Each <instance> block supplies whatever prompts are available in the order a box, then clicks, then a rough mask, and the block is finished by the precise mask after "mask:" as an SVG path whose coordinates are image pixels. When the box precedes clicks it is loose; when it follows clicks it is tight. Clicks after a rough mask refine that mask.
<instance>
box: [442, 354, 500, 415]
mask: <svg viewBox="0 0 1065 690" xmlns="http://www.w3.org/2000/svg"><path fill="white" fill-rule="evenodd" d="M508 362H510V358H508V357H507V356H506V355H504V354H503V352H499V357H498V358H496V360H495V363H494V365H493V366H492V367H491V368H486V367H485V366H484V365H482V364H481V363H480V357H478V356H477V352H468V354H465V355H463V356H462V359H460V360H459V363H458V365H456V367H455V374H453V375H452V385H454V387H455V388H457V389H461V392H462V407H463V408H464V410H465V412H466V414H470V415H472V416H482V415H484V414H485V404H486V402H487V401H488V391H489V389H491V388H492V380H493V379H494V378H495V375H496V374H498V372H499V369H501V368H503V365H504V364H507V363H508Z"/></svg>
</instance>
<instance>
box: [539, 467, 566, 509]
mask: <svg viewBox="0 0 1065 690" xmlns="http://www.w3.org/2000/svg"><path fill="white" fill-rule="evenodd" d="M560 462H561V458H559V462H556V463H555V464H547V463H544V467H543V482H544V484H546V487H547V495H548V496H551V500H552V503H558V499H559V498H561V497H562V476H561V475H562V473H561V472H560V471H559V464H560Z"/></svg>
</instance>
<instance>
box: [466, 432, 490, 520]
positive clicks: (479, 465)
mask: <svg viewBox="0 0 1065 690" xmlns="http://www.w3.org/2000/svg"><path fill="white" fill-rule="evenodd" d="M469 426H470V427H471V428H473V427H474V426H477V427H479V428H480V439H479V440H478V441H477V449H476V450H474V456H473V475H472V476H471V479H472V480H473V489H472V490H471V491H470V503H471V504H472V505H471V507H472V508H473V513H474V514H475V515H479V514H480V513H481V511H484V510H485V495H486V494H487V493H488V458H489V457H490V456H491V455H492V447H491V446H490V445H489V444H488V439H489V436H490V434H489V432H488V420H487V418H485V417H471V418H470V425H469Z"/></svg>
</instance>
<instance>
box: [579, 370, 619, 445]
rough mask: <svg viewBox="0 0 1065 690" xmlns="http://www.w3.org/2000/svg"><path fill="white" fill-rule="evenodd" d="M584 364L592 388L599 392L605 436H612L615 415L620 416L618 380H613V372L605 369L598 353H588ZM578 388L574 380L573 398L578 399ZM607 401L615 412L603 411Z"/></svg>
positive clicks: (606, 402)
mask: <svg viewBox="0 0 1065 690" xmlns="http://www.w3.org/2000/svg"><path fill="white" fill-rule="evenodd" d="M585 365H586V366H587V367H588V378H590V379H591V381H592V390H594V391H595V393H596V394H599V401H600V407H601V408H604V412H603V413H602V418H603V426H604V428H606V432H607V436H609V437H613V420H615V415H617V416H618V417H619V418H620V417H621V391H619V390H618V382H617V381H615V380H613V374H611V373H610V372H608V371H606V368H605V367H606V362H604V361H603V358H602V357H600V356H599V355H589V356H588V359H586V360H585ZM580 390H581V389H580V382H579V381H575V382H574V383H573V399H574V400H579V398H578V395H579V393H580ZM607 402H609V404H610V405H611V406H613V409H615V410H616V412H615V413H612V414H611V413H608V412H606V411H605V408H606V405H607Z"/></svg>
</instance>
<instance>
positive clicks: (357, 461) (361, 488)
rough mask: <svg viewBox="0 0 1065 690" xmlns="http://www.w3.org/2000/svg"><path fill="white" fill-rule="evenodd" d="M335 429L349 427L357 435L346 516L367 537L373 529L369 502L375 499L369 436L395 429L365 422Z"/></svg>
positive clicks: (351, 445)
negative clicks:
○ ○ ○ ○
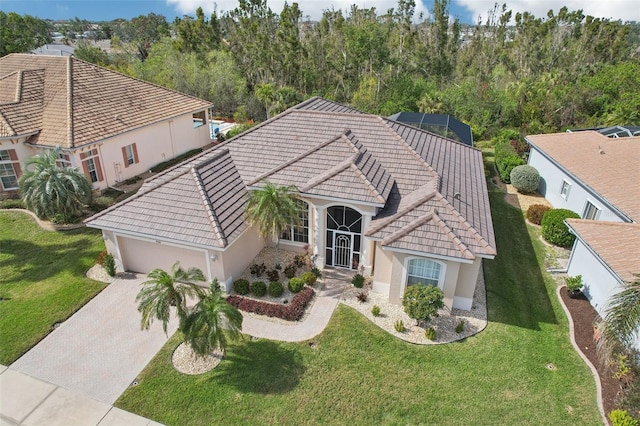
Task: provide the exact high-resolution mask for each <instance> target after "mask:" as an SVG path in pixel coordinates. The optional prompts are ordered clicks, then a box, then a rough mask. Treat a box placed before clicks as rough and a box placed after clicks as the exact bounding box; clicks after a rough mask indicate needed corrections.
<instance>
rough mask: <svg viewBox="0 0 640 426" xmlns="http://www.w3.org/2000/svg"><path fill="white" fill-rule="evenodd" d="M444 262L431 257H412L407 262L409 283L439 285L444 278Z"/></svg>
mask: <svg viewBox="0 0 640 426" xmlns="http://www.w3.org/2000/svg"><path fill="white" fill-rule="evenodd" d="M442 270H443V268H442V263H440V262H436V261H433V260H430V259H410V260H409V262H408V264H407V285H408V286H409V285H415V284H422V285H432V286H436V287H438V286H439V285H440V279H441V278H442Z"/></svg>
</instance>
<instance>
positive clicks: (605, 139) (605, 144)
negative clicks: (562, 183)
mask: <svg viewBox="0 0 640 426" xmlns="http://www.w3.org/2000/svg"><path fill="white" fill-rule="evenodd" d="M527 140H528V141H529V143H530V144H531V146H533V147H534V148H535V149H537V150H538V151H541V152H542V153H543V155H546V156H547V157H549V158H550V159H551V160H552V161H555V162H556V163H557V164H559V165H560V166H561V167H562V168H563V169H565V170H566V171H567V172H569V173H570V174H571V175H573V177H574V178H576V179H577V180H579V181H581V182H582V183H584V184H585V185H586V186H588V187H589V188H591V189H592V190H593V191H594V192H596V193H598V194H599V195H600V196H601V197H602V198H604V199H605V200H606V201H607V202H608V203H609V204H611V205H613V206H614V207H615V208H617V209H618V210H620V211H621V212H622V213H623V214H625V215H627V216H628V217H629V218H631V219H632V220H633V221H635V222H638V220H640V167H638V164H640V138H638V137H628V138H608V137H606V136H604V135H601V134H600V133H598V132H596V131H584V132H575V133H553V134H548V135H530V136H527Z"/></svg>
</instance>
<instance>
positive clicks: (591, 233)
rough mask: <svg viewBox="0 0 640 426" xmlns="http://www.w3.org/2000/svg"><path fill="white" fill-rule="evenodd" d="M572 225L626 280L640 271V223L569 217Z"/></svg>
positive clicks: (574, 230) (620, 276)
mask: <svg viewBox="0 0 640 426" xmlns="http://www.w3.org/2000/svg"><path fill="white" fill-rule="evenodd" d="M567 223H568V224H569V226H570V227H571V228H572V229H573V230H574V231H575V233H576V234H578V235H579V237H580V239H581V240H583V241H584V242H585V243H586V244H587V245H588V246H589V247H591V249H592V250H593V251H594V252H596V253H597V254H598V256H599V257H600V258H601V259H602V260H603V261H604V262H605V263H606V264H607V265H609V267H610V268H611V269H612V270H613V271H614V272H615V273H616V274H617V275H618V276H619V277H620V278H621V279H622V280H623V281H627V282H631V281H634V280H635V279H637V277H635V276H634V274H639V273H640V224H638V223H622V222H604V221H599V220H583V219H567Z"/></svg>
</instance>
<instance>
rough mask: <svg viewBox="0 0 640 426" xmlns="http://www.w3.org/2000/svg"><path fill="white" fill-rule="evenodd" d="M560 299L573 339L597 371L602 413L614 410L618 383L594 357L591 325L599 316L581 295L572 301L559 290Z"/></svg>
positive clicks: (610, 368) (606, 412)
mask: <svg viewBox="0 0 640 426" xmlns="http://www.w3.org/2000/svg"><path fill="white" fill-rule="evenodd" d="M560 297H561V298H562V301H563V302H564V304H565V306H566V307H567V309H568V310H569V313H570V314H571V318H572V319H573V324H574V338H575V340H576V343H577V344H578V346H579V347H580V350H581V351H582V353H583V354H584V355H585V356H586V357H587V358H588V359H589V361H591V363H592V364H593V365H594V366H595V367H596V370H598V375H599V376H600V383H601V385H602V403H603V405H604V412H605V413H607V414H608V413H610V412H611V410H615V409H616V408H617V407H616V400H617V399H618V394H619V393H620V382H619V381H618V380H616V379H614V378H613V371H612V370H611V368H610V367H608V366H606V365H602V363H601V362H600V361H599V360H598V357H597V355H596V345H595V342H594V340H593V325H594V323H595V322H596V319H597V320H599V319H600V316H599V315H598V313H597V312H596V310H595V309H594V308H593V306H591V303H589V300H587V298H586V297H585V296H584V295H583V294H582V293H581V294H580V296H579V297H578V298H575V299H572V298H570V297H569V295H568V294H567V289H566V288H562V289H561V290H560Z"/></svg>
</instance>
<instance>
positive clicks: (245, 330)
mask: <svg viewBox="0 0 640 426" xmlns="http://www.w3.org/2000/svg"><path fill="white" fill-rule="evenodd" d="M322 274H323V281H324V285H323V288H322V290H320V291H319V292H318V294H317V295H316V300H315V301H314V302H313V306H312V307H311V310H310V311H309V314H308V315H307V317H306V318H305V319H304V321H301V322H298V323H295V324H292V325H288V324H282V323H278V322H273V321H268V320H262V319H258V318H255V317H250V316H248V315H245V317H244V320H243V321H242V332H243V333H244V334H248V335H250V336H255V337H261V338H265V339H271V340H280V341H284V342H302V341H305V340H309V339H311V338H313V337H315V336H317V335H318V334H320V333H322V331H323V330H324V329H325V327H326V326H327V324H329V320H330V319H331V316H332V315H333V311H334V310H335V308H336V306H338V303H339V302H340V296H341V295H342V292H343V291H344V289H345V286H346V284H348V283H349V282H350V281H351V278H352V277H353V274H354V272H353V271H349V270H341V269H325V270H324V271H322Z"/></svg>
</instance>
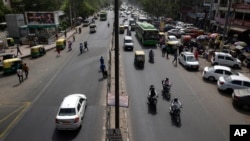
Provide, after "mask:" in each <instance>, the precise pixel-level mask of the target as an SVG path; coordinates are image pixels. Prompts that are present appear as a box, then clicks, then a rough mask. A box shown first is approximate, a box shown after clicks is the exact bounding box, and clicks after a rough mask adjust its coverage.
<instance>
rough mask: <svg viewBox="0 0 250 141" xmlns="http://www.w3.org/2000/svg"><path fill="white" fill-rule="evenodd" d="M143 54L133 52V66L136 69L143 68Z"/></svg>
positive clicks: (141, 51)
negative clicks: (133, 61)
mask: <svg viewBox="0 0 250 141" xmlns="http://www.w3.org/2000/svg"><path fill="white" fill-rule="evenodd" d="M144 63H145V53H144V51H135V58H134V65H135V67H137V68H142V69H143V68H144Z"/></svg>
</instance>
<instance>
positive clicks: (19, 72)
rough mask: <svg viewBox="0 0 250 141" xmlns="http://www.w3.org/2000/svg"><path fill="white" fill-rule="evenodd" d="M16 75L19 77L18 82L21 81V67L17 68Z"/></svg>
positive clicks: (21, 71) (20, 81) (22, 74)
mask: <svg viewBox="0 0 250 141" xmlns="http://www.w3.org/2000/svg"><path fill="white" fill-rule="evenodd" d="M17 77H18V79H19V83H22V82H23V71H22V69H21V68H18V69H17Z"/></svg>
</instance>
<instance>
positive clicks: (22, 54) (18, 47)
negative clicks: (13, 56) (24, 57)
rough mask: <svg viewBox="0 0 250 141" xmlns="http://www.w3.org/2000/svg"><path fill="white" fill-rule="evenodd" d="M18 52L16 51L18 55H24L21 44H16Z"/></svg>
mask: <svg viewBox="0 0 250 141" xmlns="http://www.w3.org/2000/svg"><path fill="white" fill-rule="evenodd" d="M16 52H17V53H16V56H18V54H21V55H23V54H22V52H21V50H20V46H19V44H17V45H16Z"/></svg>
○ ○ ○ ○
* **Exercise aim**:
Reprint exactly the lines above that start at the one with "box: [539, 467, 566, 509]" and end at the one with "364L592 388L599 392L605", keeping both and adding none.

* **Result for this exercise**:
box: [539, 467, 566, 509]
mask: <svg viewBox="0 0 1065 690" xmlns="http://www.w3.org/2000/svg"><path fill="white" fill-rule="evenodd" d="M560 462H561V458H559V462H556V463H555V464H547V463H544V467H543V482H544V484H546V487H547V495H548V496H551V500H552V503H558V499H559V498H561V497H562V476H561V475H562V473H561V472H560V471H559V464H560Z"/></svg>
</instance>
<instance>
box: [466, 432, 490, 520]
positive clicks: (479, 465)
mask: <svg viewBox="0 0 1065 690" xmlns="http://www.w3.org/2000/svg"><path fill="white" fill-rule="evenodd" d="M469 426H470V427H471V428H473V427H474V426H477V427H479V428H480V439H479V440H478V441H477V449H476V450H474V456H473V475H472V476H471V479H472V480H473V489H472V490H471V491H470V503H471V504H472V505H471V507H472V508H473V513H474V514H475V515H479V514H480V513H481V511H484V510H485V495H486V494H487V493H488V458H489V457H490V456H491V455H492V447H491V446H490V445H489V444H488V439H489V436H490V434H489V432H488V420H487V418H485V417H471V418H470V425H469Z"/></svg>
</instance>
<instance>
box: [579, 370, 619, 445]
rough mask: <svg viewBox="0 0 1065 690" xmlns="http://www.w3.org/2000/svg"><path fill="white" fill-rule="evenodd" d="M584 364L592 388L599 392L605 436H612L615 415L620 416L618 380H613V372L605 369L598 353H588ZM578 388L574 380L573 398L578 399ZM607 401L615 412L603 411Z"/></svg>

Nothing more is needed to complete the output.